### SUPPLIED ENTRIES
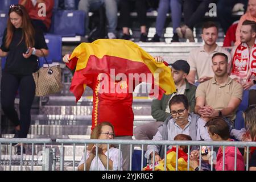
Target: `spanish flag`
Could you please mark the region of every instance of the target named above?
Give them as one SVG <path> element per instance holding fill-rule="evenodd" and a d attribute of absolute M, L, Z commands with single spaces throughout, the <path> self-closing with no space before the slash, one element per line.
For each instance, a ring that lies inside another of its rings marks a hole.
<path fill-rule="evenodd" d="M 158 89 L 158 99 L 163 93 L 170 94 L 176 91 L 171 69 L 163 63 L 157 63 L 131 41 L 98 39 L 92 43 L 82 43 L 74 49 L 70 59 L 67 66 L 72 70 L 76 68 L 70 90 L 77 101 L 86 85 L 91 83 L 90 76 L 109 73 L 111 69 L 115 74 L 151 74 L 151 80 L 141 79 L 140 82 L 151 82 L 154 90 Z"/>
<path fill-rule="evenodd" d="M 176 157 L 177 154 L 176 152 L 176 147 L 172 147 L 167 151 L 166 155 L 166 171 L 175 171 L 176 170 Z M 164 171 L 164 159 L 155 163 L 155 171 Z M 188 155 L 183 150 L 179 149 L 178 150 L 178 171 L 187 171 L 188 170 Z M 143 171 L 152 171 L 153 169 L 153 165 L 147 166 L 143 168 Z M 194 171 L 194 169 L 189 167 L 189 171 Z"/>

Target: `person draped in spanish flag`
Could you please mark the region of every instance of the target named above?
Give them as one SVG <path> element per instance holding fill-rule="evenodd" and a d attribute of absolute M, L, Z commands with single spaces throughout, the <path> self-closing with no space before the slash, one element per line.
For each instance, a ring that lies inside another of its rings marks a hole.
<path fill-rule="evenodd" d="M 131 139 L 133 92 L 139 83 L 151 84 L 150 95 L 159 99 L 163 94 L 176 90 L 166 63 L 160 63 L 159 57 L 155 60 L 129 40 L 98 39 L 82 43 L 71 55 L 65 55 L 63 61 L 69 69 L 75 69 L 70 90 L 76 101 L 86 85 L 93 90 L 92 130 L 99 123 L 109 121 L 115 129 L 115 139 Z M 129 168 L 129 145 L 121 145 L 124 170 Z"/>

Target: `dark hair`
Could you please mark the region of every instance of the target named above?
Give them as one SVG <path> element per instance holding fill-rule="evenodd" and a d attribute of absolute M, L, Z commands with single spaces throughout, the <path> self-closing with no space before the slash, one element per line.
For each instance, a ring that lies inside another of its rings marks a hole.
<path fill-rule="evenodd" d="M 186 96 L 184 94 L 178 94 L 174 96 L 169 102 L 169 107 L 171 109 L 171 106 L 174 104 L 182 103 L 185 107 L 185 109 L 188 110 L 189 107 L 188 101 Z"/>
<path fill-rule="evenodd" d="M 226 54 L 224 53 L 223 52 L 217 52 L 217 53 L 214 53 L 212 57 L 212 61 L 213 60 L 213 58 L 217 56 L 221 56 L 224 57 L 225 60 L 226 61 L 226 63 L 228 62 L 228 56 Z"/>
<path fill-rule="evenodd" d="M 251 31 L 254 32 L 256 32 L 256 22 L 254 21 L 251 21 L 249 20 L 245 20 L 242 25 L 250 25 L 251 27 Z"/>
<path fill-rule="evenodd" d="M 224 140 L 227 140 L 230 137 L 229 126 L 222 118 L 213 118 L 207 122 L 205 126 L 208 127 L 212 134 L 215 133 Z"/>
<path fill-rule="evenodd" d="M 9 48 L 13 39 L 15 27 L 11 23 L 10 19 L 10 14 L 13 12 L 15 12 L 22 18 L 21 28 L 22 28 L 23 35 L 18 44 L 24 39 L 27 48 L 28 48 L 28 47 L 34 47 L 35 46 L 35 29 L 25 7 L 20 5 L 12 5 L 10 7 L 9 13 L 8 14 L 9 18 L 8 18 L 7 23 L 7 34 L 5 46 L 7 48 Z"/>
<path fill-rule="evenodd" d="M 207 22 L 203 24 L 202 31 L 204 28 L 209 28 L 210 27 L 216 27 L 217 28 L 217 31 L 218 32 L 218 27 L 217 24 L 213 22 Z"/>
<path fill-rule="evenodd" d="M 174 138 L 174 140 L 192 140 L 191 136 L 185 134 L 177 134 Z M 188 146 L 180 146 L 183 151 L 188 153 Z"/>

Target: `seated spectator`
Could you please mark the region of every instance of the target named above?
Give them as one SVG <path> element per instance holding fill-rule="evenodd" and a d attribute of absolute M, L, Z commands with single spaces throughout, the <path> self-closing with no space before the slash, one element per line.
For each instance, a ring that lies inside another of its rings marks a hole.
<path fill-rule="evenodd" d="M 256 105 L 249 106 L 244 113 L 246 135 L 243 139 L 244 142 L 256 142 Z M 245 155 L 247 154 L 246 147 L 245 148 Z M 256 171 L 256 147 L 250 147 L 249 151 L 249 170 Z M 246 159 L 246 158 L 245 158 Z"/>
<path fill-rule="evenodd" d="M 208 122 L 205 126 L 208 127 L 208 131 L 210 138 L 213 141 L 233 141 L 230 138 L 229 126 L 225 121 L 221 118 L 215 118 Z M 192 151 L 189 165 L 195 170 L 199 170 L 198 151 Z M 224 171 L 234 171 L 235 163 L 235 147 L 225 147 L 225 164 L 223 164 L 223 146 L 220 147 L 216 158 L 216 171 L 222 171 L 224 165 Z M 205 161 L 207 161 L 205 160 Z M 209 160 L 208 160 L 209 161 Z M 237 170 L 244 171 L 245 163 L 242 154 L 239 150 L 237 150 Z"/>
<path fill-rule="evenodd" d="M 90 135 L 90 139 L 113 139 L 114 136 L 114 127 L 108 122 L 103 122 L 94 127 Z M 118 170 L 119 150 L 114 147 L 113 144 L 109 146 L 109 151 L 108 151 L 107 144 L 98 144 L 98 168 L 96 169 L 96 146 L 89 144 L 86 148 L 86 159 L 84 160 L 84 156 L 79 164 L 78 170 L 84 171 L 85 162 L 86 171 L 106 171 L 107 163 L 109 160 L 109 169 L 113 171 Z M 108 159 L 108 152 L 109 152 L 109 159 Z M 120 153 L 120 170 L 122 169 L 122 152 Z"/>
<path fill-rule="evenodd" d="M 147 33 L 146 23 L 146 0 L 120 0 L 120 22 L 123 29 L 123 36 L 122 39 L 132 40 L 131 36 L 129 32 L 129 28 L 131 27 L 131 20 L 130 13 L 131 11 L 131 4 L 135 3 L 136 11 L 138 14 L 138 19 L 141 26 L 141 37 L 139 41 L 147 42 Z"/>
<path fill-rule="evenodd" d="M 45 6 L 40 6 L 42 3 Z M 41 28 L 44 32 L 48 32 L 51 26 L 54 1 L 19 0 L 19 4 L 25 7 L 34 24 Z"/>
<path fill-rule="evenodd" d="M 216 44 L 218 39 L 218 28 L 212 22 L 204 23 L 202 28 L 202 38 L 204 42 L 203 47 L 191 51 L 188 59 L 190 72 L 187 77 L 188 81 L 195 84 L 196 76 L 198 78 L 196 85 L 212 78 L 214 74 L 212 69 L 212 57 L 216 52 L 223 52 L 230 61 L 229 53 Z"/>
<path fill-rule="evenodd" d="M 229 77 L 228 56 L 225 54 L 214 54 L 212 67 L 214 77 L 200 84 L 196 89 L 195 110 L 206 121 L 218 116 L 225 117 L 231 131 L 236 111 L 242 100 L 242 87 Z"/>
<path fill-rule="evenodd" d="M 256 6 L 256 5 L 255 5 Z M 230 78 L 242 84 L 243 89 L 256 89 L 256 22 L 245 20 L 241 27 L 241 42 L 232 50 Z"/>
<path fill-rule="evenodd" d="M 242 3 L 246 7 L 248 0 L 218 0 L 217 3 L 217 18 L 222 28 L 224 35 L 234 22 L 232 18 L 232 10 L 235 5 Z M 246 11 L 246 8 L 244 8 Z"/>
<path fill-rule="evenodd" d="M 205 121 L 197 114 L 189 113 L 187 97 L 183 94 L 176 95 L 170 101 L 171 116 L 168 117 L 159 126 L 153 140 L 173 140 L 179 134 L 189 135 L 193 140 L 211 140 Z M 145 158 L 153 156 L 154 146 L 148 146 Z M 155 161 L 158 162 L 164 157 L 164 146 L 155 146 Z"/>
<path fill-rule="evenodd" d="M 185 24 L 177 28 L 180 38 L 185 38 L 195 42 L 193 31 L 194 26 L 204 18 L 209 9 L 209 5 L 216 0 L 184 0 L 183 13 Z"/>
<path fill-rule="evenodd" d="M 150 42 L 160 42 L 160 38 L 163 34 L 163 30 L 166 19 L 166 14 L 169 10 L 169 6 L 171 9 L 172 28 L 174 28 L 174 36 L 171 42 L 179 42 L 179 36 L 176 29 L 180 26 L 180 22 L 181 20 L 181 0 L 160 0 L 158 9 L 158 16 L 156 17 L 156 32 Z"/>
<path fill-rule="evenodd" d="M 249 0 L 247 12 L 242 15 L 239 20 L 236 32 L 236 46 L 238 46 L 242 43 L 241 39 L 241 28 L 244 21 L 246 20 L 256 22 L 256 0 Z"/>
<path fill-rule="evenodd" d="M 176 94 L 184 94 L 188 100 L 189 111 L 194 111 L 196 104 L 195 93 L 196 87 L 189 84 L 186 77 L 189 72 L 189 65 L 183 60 L 179 60 L 170 64 L 172 66 L 172 75 L 177 92 L 170 95 L 163 95 L 160 100 L 154 100 L 151 104 L 151 114 L 156 122 L 154 121 L 141 125 L 134 129 L 134 135 L 136 139 L 151 140 L 158 131 L 160 125 L 170 117 L 169 101 Z M 146 150 L 146 145 L 144 150 Z"/>
<path fill-rule="evenodd" d="M 192 138 L 189 135 L 184 134 L 177 134 L 174 137 L 174 140 L 192 140 Z M 176 169 L 176 146 L 174 146 L 172 148 L 169 150 L 166 155 L 166 159 L 163 159 L 159 162 L 155 164 L 155 171 L 164 171 L 164 160 L 166 160 L 166 171 L 175 171 Z M 187 170 L 187 160 L 188 160 L 188 146 L 178 146 L 178 171 Z M 153 159 L 151 159 L 151 163 L 153 163 Z M 143 168 L 143 171 L 152 171 L 153 165 L 147 166 Z M 191 168 L 190 170 L 193 169 Z"/>
<path fill-rule="evenodd" d="M 80 0 L 78 7 L 79 10 L 85 12 L 86 36 L 88 36 L 90 31 L 92 31 L 89 29 L 89 12 L 98 11 L 103 5 L 105 7 L 108 19 L 108 38 L 116 39 L 118 1 L 118 0 Z"/>

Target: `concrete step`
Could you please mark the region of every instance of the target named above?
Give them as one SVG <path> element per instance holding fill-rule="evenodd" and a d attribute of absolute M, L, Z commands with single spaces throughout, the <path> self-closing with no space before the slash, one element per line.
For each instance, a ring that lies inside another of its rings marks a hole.
<path fill-rule="evenodd" d="M 135 115 L 150 115 L 151 103 L 149 105 L 133 105 L 133 110 Z M 92 106 L 42 106 L 40 107 L 39 114 L 90 115 L 92 111 Z"/>

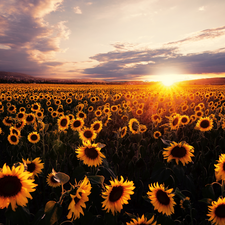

### TASK DETAILS
Rewrite the stretch of the material from the line containing "draped in spanish" through the line containing "131 139 L 133", replacing "region" with "area" and leaving everything else unchanged. Give only those lines.

### TASK ANSWER
Target: `person draped in spanish flag`
Could you please mark the area of every instance of the target named above?
Give them as one SVG <path> element per instance holding fill-rule="evenodd" and a d attribute of absolute M, L, Z commands with single spaces throughout, the <path> self-closing with no space before the slash, one element per line.
For each instance, a ring that lies inside another of its rings marks a hole.
<path fill-rule="evenodd" d="M 131 139 L 133 92 L 139 83 L 151 84 L 150 95 L 159 99 L 163 94 L 176 90 L 166 63 L 160 63 L 159 57 L 155 60 L 129 40 L 98 39 L 82 43 L 71 55 L 65 55 L 63 61 L 69 69 L 75 69 L 70 90 L 76 101 L 86 85 L 93 90 L 92 130 L 99 123 L 109 121 L 115 129 L 115 139 Z M 129 168 L 129 145 L 121 145 L 124 170 Z"/>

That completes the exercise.